(Dataset entries)
---+---

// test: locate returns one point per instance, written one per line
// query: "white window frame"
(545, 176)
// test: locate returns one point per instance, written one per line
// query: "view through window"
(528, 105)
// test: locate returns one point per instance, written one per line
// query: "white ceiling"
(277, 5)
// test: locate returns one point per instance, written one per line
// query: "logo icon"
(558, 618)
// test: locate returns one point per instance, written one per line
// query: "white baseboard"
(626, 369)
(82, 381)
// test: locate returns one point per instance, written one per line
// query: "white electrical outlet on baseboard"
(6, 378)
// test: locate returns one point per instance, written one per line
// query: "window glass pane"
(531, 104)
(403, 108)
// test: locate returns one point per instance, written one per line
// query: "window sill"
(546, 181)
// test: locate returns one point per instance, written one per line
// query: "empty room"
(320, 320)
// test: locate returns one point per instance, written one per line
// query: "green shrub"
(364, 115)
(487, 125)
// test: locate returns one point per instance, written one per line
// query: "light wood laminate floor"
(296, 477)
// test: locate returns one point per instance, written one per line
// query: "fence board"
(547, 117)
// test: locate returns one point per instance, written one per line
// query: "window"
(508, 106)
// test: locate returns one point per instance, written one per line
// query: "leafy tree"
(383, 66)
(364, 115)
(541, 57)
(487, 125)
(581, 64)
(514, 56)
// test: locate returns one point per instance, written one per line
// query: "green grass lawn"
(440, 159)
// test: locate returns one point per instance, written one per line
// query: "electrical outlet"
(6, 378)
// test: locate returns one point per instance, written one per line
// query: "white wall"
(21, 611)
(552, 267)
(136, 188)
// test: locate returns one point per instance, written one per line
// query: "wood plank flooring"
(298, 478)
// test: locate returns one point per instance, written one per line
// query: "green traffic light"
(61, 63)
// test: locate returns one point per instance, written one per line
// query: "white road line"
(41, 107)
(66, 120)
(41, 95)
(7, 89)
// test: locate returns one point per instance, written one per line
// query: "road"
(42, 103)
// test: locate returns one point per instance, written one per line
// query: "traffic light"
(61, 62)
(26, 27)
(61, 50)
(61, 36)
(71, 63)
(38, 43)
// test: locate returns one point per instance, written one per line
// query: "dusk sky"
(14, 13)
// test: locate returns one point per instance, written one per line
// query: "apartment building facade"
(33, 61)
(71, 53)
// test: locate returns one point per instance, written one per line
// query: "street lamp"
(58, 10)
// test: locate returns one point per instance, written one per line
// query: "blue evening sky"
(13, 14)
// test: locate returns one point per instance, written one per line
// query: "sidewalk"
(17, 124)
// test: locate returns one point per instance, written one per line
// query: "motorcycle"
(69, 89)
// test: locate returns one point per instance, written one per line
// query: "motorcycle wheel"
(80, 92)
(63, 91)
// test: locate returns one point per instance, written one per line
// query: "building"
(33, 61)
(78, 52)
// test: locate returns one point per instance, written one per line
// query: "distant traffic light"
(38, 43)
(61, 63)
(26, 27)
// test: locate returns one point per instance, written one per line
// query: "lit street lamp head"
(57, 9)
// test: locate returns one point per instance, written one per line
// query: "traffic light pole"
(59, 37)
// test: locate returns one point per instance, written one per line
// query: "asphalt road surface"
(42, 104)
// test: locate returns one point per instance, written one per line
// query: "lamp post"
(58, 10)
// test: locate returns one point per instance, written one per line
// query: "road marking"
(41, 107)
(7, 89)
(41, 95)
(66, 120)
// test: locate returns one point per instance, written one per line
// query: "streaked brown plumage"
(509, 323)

---+---

# [Activity]
The records above are to be duplicated exactly, every one of them.

# [Solution to this exercise]
// test: locate returns one point per instance, written one per line
// query: "white window frame"
(545, 176)
// test: locate returns one point per instance, written one per line
// query: "view through window"
(528, 105)
// test: locate returns one point per instance, written one per line
// query: "white ceiling"
(277, 5)
// test: locate returns one point per instance, written one per line
// query: "logo icon"
(558, 618)
// test: locate returns one point per instance, written one per line
// query: "white baseboard"
(626, 369)
(82, 381)
// test: locate returns one point per instance, written one per line
// query: "white electrical outlet on baseboard"
(6, 378)
// test: locate returns one point per instance, written one per line
// query: "window glass pane"
(531, 104)
(403, 108)
// test: locate returns one point per instance, written one per line
// query: "window sill"
(546, 181)
// test: locate returns one point per instance, written one per line
// query: "empty room"
(320, 320)
// test: locate returns one point per instance, written one per line
// query: "green shrub"
(364, 115)
(487, 125)
// test: locate returns one point per instance, written one per line
// query: "light wood laminate floor"
(296, 477)
// test: locate returns one point per instance, written one per line
// query: "fence board"
(547, 117)
// test: locate returns one point per instance, written one per line
// query: "window"
(508, 106)
// test: locate returns one point per instance, written one per line
// query: "leafy tree"
(383, 66)
(364, 115)
(541, 57)
(487, 125)
(581, 64)
(514, 56)
// test: locate returns one point per instance, written one per line
// query: "green grass lawn"
(440, 159)
// test: locate returns one point per instance, written one per line
// query: "electrical outlet"
(6, 378)
// test: locate returns one point per instance, written one per line
// query: "white wall"
(21, 611)
(552, 267)
(136, 188)
// test: locate returns one point per instance, written one per line
// query: "wood plank flooring"
(298, 478)
// test: locate returns one point per instance, written one per line
// query: "green traffic light"
(61, 63)
// test: locate returns one point per instance, written one per line
// query: "white road line"
(41, 107)
(66, 120)
(41, 95)
(7, 89)
// test: locate returns one point per instance, written one per line
// query: "road"
(42, 103)
// test: locate returns one point per instance, written one per line
// query: "traffic light"
(61, 62)
(26, 27)
(61, 50)
(61, 36)
(71, 63)
(38, 43)
// test: locate returns one point per instance, written one per line
// query: "dusk sky"
(14, 13)
// test: locate returns one point per instance, written one per line
// query: "apartment building facade"
(33, 61)
(71, 53)
// test: locate returns one point per instance, written one per line
// query: "street lamp"
(58, 10)
// test: locate returns one point per instance, written one per line
// query: "blue evening sky"
(13, 14)
// test: locate returns one point per instance, written one per line
// query: "sidewalk"
(17, 124)
// test: locate returns one point per instance, written one per line
// query: "motorcycle"
(69, 89)
// test: locate returns one point per instance, written one per line
// query: "motorcycle wheel"
(80, 92)
(63, 91)
// test: locate returns one point per instance, written one per line
// query: "building"
(33, 61)
(78, 52)
// test: locate returns one point per instance, written one per line
// query: "distant traffic light"
(38, 43)
(61, 63)
(26, 27)
// test: locate returns one point per instance, written one per line
// query: "lit street lamp head"
(57, 9)
// test: locate returns one point per instance, written one per line
// query: "traffic light pole"
(59, 37)
// test: locate returns one point per instance, written one per line
// query: "asphalt road surface"
(42, 104)
// test: locate returns one point per instance, written one per line
// query: "lamp post"
(58, 10)
// test: locate returns one point per instance, written one per line
// query: "road marking"
(41, 107)
(7, 89)
(41, 95)
(66, 120)
// test: locate returns one point per instance, written one per line
// query: "streaked brown plumage"
(509, 323)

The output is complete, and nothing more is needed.